Task details
Drop the images; return everything else in the listing below exactly.

= = = =

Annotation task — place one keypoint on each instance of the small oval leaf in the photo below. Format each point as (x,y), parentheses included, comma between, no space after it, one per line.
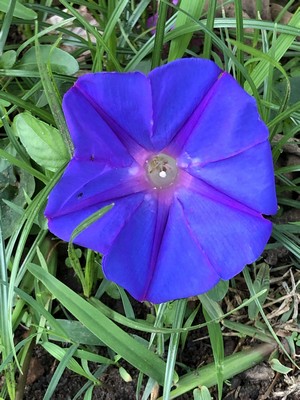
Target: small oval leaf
(43,142)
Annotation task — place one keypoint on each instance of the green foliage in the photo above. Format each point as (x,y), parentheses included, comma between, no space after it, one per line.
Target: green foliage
(19,11)
(60,61)
(43,142)
(39,59)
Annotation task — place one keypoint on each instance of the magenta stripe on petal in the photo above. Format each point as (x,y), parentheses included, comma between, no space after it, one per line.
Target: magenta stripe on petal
(183,155)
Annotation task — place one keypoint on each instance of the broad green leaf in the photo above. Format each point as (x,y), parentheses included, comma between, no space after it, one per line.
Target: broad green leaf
(180,44)
(202,394)
(78,333)
(8,59)
(61,62)
(42,142)
(14,184)
(20,10)
(59,353)
(102,327)
(218,292)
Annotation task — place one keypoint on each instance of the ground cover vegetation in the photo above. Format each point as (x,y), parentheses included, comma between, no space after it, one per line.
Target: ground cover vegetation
(65,330)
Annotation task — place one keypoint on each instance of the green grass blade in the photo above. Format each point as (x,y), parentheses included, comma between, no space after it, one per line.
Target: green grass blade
(179,45)
(102,327)
(173,348)
(233,365)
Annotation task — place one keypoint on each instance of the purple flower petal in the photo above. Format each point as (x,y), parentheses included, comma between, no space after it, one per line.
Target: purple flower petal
(85,125)
(182,268)
(176,93)
(225,123)
(229,234)
(130,262)
(184,157)
(123,101)
(247,177)
(86,187)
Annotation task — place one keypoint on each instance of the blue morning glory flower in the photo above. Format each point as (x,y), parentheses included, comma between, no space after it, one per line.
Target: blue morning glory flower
(185,158)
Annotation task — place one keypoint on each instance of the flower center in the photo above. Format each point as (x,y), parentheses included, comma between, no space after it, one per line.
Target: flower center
(161,170)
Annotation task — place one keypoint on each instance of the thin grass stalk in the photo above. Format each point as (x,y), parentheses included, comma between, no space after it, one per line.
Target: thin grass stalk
(6,24)
(173,347)
(160,34)
(5,333)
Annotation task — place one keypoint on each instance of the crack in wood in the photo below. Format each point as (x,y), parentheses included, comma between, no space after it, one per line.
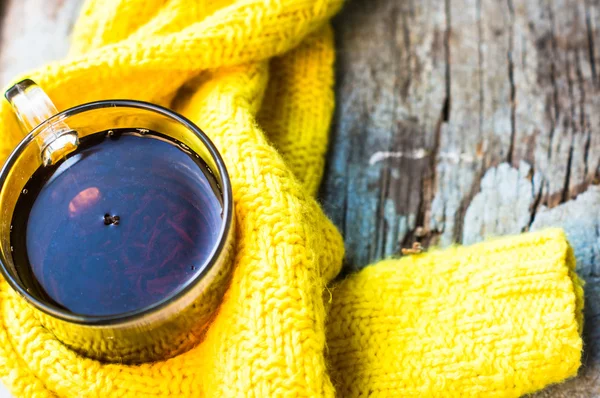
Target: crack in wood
(590,37)
(511,79)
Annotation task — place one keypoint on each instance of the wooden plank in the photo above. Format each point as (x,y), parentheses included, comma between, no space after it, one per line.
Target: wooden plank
(33,32)
(463,119)
(456,120)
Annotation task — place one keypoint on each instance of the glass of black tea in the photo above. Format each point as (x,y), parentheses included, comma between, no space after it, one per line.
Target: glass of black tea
(117,225)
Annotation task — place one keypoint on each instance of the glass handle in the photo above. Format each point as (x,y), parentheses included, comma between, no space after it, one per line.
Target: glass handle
(33,107)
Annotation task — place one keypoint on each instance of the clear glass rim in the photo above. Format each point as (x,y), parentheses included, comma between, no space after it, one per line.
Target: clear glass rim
(224,232)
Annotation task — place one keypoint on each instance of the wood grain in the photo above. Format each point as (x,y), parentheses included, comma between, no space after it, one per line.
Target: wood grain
(456,120)
(459,120)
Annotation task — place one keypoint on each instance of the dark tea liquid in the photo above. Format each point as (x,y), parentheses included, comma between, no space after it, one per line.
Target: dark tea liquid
(120,224)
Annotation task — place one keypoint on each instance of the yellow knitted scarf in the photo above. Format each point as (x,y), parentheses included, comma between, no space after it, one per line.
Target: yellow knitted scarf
(501,318)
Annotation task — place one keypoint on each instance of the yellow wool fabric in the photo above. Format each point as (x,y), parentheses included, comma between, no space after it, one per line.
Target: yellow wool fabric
(499,319)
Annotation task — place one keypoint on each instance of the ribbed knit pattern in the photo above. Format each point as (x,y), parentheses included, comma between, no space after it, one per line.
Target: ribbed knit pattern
(499,319)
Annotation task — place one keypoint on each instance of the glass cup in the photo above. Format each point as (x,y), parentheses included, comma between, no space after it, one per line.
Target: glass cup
(162,329)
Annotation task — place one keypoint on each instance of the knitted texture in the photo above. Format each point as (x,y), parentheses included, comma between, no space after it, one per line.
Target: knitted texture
(257,76)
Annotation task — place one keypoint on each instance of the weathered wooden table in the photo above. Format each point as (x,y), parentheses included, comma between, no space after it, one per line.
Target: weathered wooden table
(456,120)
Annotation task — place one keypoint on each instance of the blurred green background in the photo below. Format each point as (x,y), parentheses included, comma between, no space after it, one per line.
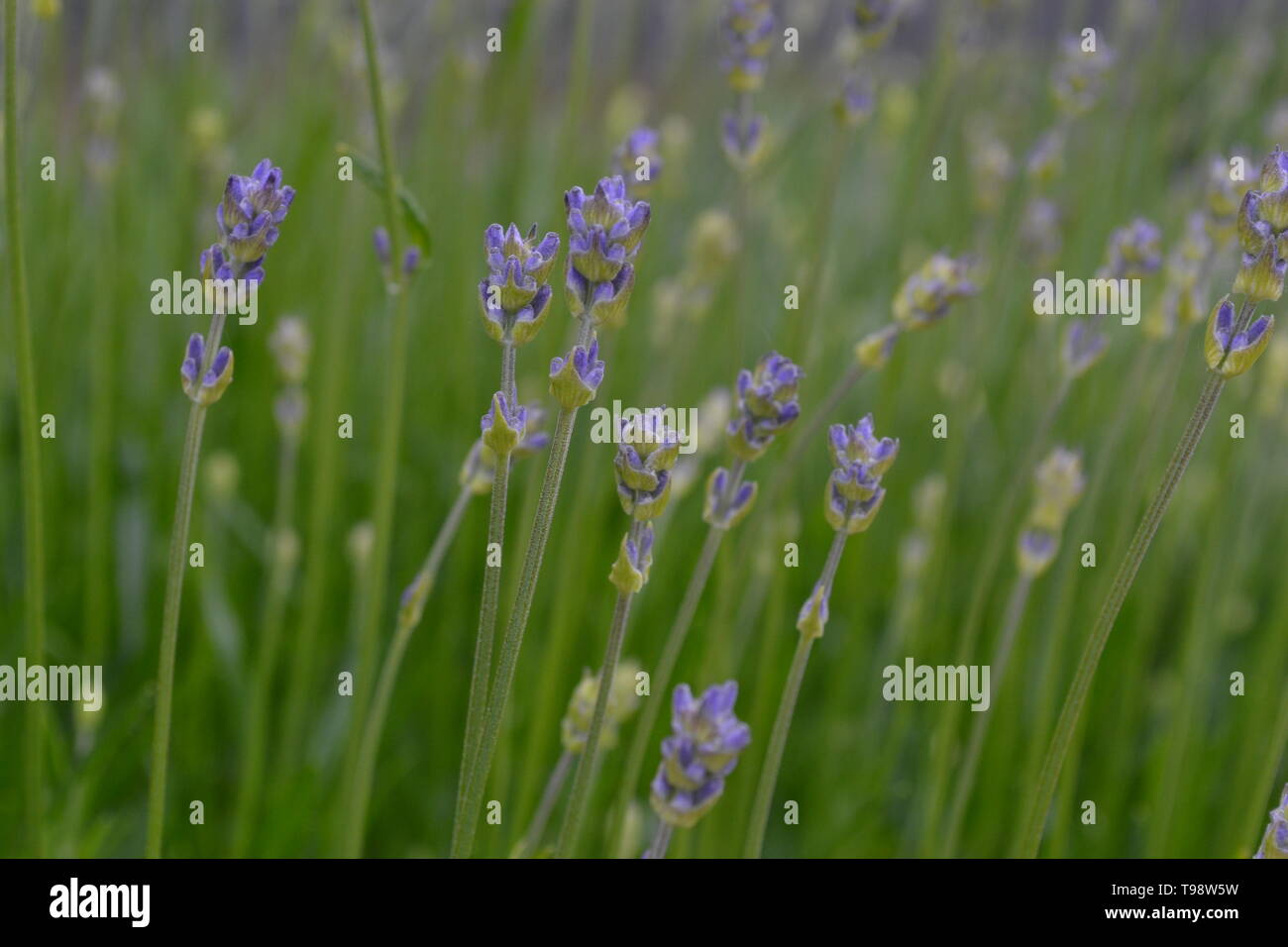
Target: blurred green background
(1175,764)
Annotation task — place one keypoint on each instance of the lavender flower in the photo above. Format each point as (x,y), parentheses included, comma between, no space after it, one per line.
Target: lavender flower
(706,740)
(854,491)
(248,221)
(748,29)
(645,454)
(639,158)
(927,294)
(574,380)
(1274,843)
(767,405)
(515,294)
(217,377)
(604,236)
(622,701)
(1133,252)
(1262,228)
(503,425)
(1059,487)
(1229,352)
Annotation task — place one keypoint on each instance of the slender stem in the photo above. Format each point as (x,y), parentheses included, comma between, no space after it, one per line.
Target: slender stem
(1077,696)
(554,787)
(587,766)
(468,804)
(661,840)
(279,573)
(979,729)
(170,628)
(482,671)
(386,462)
(784,720)
(661,682)
(375,723)
(33,502)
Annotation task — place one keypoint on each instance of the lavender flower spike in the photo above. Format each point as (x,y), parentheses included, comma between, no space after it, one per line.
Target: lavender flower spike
(604,231)
(248,217)
(574,380)
(515,294)
(706,740)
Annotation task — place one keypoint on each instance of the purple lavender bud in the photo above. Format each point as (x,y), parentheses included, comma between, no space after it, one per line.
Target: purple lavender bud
(1274,843)
(721,510)
(767,405)
(747,27)
(503,425)
(927,294)
(515,294)
(639,159)
(854,493)
(706,740)
(1232,354)
(604,234)
(248,219)
(742,145)
(574,380)
(647,451)
(380,240)
(1082,347)
(1134,252)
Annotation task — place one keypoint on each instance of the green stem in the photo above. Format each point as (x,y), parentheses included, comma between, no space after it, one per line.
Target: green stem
(175,566)
(375,724)
(1050,775)
(482,671)
(281,567)
(661,840)
(661,682)
(468,802)
(554,787)
(33,502)
(786,710)
(386,462)
(979,729)
(581,785)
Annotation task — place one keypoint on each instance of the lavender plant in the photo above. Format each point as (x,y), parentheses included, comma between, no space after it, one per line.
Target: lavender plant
(851,500)
(515,299)
(1059,484)
(248,219)
(477,476)
(575,731)
(33,501)
(605,230)
(703,748)
(291,346)
(1233,343)
(645,454)
(767,407)
(389,247)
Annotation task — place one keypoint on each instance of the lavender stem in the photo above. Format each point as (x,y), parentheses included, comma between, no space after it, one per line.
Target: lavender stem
(784,720)
(1034,825)
(33,502)
(375,724)
(468,802)
(554,787)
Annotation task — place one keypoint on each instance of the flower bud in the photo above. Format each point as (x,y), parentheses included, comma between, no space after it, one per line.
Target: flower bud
(1232,354)
(574,380)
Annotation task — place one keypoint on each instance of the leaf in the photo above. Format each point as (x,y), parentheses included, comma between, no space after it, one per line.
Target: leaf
(413,215)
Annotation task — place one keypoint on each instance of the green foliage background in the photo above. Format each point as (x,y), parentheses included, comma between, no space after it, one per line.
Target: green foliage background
(1175,764)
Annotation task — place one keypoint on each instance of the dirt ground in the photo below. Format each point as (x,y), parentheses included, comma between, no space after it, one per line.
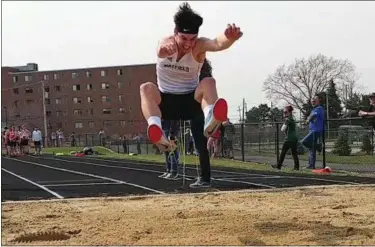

= = = =

Solution to the exercise
Annotation task — place one keypoint on each instance of the small oval leaf in the photo below. Format each point as (x,y), parentheses included, comma between, no space after it, one per line.
Target: small oval leaf
(43,142)
Annotation task — place one keypoint on each instance of the green foliage in the photo above. Format each point as (x,y), parentheses included, comma between, no space after it, one per line.
Target: green foliage
(19,11)
(60,61)
(43,142)
(39,59)
Annotation task — place one keypoint on each instance of the magenta stripe on petal in the photo above. Format each point as (x,y), parentheses included, comma between, no space after it, one per line.
Target: magenta stripe on petal
(183,155)
Annotation task — place one keypoint on each instance of the broad green leaf in the photo above. Format each point as (x,y), parentheses included, comma between, no space after it, one per line.
Target: broad green leaf
(180,44)
(202,394)
(78,333)
(8,59)
(61,62)
(42,142)
(14,184)
(20,10)
(59,353)
(102,327)
(218,292)
Annotation task — place one keypoint on each instance of the ground cover vegetation in the photo above. Format each point as (x,y), parentheses included, comma between, no space after it, one per line.
Target: ground cover vegetation
(65,330)
Annotation task — place one keypoint on each instance of the green grass blade in the photo above. Format each point as (x,y), parentheses included, comma between, no space after it, one per line.
Target: green grass blade
(179,45)
(102,327)
(173,348)
(233,365)
Annotation task — place one keypoint on each instance of the purple flower petal in the photo above. Format each point as (x,y), parentheses included, comma between, no space after it, one per line.
Target: purple flower petal
(85,125)
(182,268)
(176,93)
(225,123)
(229,234)
(130,262)
(184,157)
(123,101)
(247,177)
(86,187)
Annotation task — place one keypoint on each instance of the blue morning glory flower in the photo above. Format each point as (x,y), parentheses included, comma between, no space after it, one per line.
Target: blue morning glory flower
(185,158)
Annotation task — place one keypoint on each instance of the flower center in the photo above. Format each point as (x,y), parentheses included, comma between, no space after it, one per line.
Target: flower center
(161,170)
Annotation task — place one keypoint on each instance of the thin grass stalk in the photo above. Format each point as (x,y), parentheses included, comma between, no space after it, one per line.
Target: thin grass stalk
(6,24)
(173,347)
(160,34)
(5,333)
Annotation task — place one keypoint on each instance of the crack in wood in the photo below. Format each point as (x,y), parentheses included, comma between, no space after it, one per line.
Target: crack in wood
(590,37)
(511,79)
Annotation task — place one keypoint on each instance of the wooden plank in the photo above. Format each point as (x,y), parentheses included, comma between, no space after it, one per line.
Target: wooden plank
(33,32)
(463,119)
(456,120)
Annotation task — place one keypoint on each instance of the glass of black tea in the photo above. Format each point as (x,y), parentheses included, comma between, no space after it, one per line.
Target: glass of black tea
(117,225)
Annotation task — place one keypoint on each instance of the glass handle in the photo above. Format each point as (x,y), parentheses included, comma between, no space after it, one per line.
Target: glass handle
(33,107)
Annotation task — place one keypoint on each instance of the clear glass rim in the photo above. Format each point as (x,y), parentheses included, comma between, no space after it, one per line.
Target: clear glass rim
(224,232)
Annotation task — place one keypoint on each instance of the wood grain in the photo above. Format each point as (x,y), parentheses included, comma between, no space after it, one per line.
Target: wood grain
(456,120)
(459,120)
Annotation task — place one keypoint on each instance of the dark tea liquid in the photo above. Format each point as (x,y), parentheses included, comma between, no space after it, one per line.
Target: dark tea liquid
(120,224)
Annotation task — place one keypoint on each instance of the yellow knitted scarf in the photo above. Format each point as (x,y), parentheses included, comma between, no space after it, one per line.
Target: yellow knitted scarf
(501,318)
Annotation task — place one keypoint on each instance of the yellow wool fabric in the photo above. Format each point as (x,y), parentheses included, comma between, no space after it, one per line.
Target: yellow wool fabric
(499,319)
Annotation task — place one keypoint on each instance of the ribbed knit pattern in the photo above. Format each point as (x,y), parentheses included, comma between, no space after it, one per line.
Target: ribbed knit pattern
(499,319)
Annotation task — place one keypoint on each instance of the glass cup in the photo above. Format each point as (x,y), parentheses included, comma between, no space after it, one per line.
Target: glass cup
(162,329)
Annotation task — place one keypoint on each instance of the knitted texture in the photo above. Format each point as (x,y), parentheses included, comma between, no space after it, one per line.
Target: knitted texture
(257,76)
Annotation task — place one keypoint on each instance of the weathered wooden table in the photo above. Format each point as (x,y), parentheses included, comma between, no space after it, one per line.
Target: weathered wooden table
(456,120)
Annotation task — place one keypoint on each instance of the blurred green background in the photo below. Format each point as (x,y), parentheses included, comma between, no space after it, one per line.
Target: blurred green background
(1175,764)
Annotation task — place one keypoint on each instance of the lavender flower in the photo above. Format each point as (x,y), parentheses included, comma between, no space after it, one per line.
Target: lavender flower
(706,740)
(854,491)
(248,221)
(748,29)
(645,454)
(639,158)
(927,294)
(574,380)
(1274,843)
(767,405)
(515,294)
(217,377)
(604,236)
(622,701)
(1133,252)
(1262,228)
(503,425)
(1059,487)
(1229,352)
Annotation task — place one keypoint on each instance of the slender stem in the photo above. Format each point as (x,y), parentheses included, comma between, no space after it, one per line.
Target: slender stem
(1077,696)
(554,787)
(587,766)
(468,804)
(661,840)
(279,573)
(979,729)
(170,628)
(482,671)
(386,462)
(784,720)
(661,682)
(375,723)
(33,502)
Annotation task — place one keypoint on each instance of the lavender flower spike in the photo above. Format each point as (x,y), parentheses included, comma between, no space after it, one per line.
Target: lavender flower spike
(604,231)
(248,217)
(574,380)
(515,294)
(706,740)
Annotation task — place one keypoint on each instance of the purple lavender bud in the photo above. Format each point as (x,y), parentheses included, comma between, no space after it, one per line.
Target: purple lavender bud
(1274,843)
(721,510)
(767,405)
(747,27)
(503,425)
(927,294)
(515,294)
(639,159)
(854,493)
(706,740)
(1232,354)
(604,234)
(248,219)
(742,145)
(574,380)
(647,451)
(380,240)
(1082,347)
(1134,252)
Annotation task — place one keypoint on each instance of the green stem in the photo above. Format each point as (x,y), parentheses included, comma between, no space after it, one per line.
Target: green stem
(175,566)
(375,724)
(1050,775)
(482,671)
(281,567)
(661,840)
(661,682)
(468,802)
(554,787)
(33,502)
(786,710)
(386,462)
(979,729)
(581,785)
Annotation task — place one keypoint on each instance of the lavender plant in the photo above. Format each point as (x,y), parentheses included, comma between, no space after it, one per line.
Target: lavender plant
(851,500)
(515,299)
(1059,484)
(248,219)
(477,476)
(575,731)
(33,501)
(605,230)
(703,748)
(291,346)
(1233,343)
(645,454)
(767,407)
(389,247)
Annotation task — place one keypoint on each instance of the lavender stem in the photo above. Format each point as (x,y), parentheses included, comma between, no space after it, one per line.
Target: lavender stem
(784,720)
(1034,825)
(33,502)
(375,724)
(468,802)
(554,787)
Annotation task — place one keypoint on each instance of the flower bud in the photo above. Format each point as (x,y), parentheses included, comma between, no space after it, one per line.
Target: flower bud
(1232,354)
(574,380)
Annotation task — place one keypoint on each instance of the leaf in the photo above. Format each point as (x,y), parentheses included, comma between, no space after it, one per line.
Target: leaf
(413,215)
Annotation task — place one keypoint on each instance of the green foliage background in the photo above. Format each point as (x,y), parentheses included, comma between, no space after it, one per line.
Target: green foliage background
(1175,764)
Annotation task — place one keypoint on each instance of the dirt ground in the photo below. Format each point as (x,y), parentheses included, comma between, no space after it, one per line.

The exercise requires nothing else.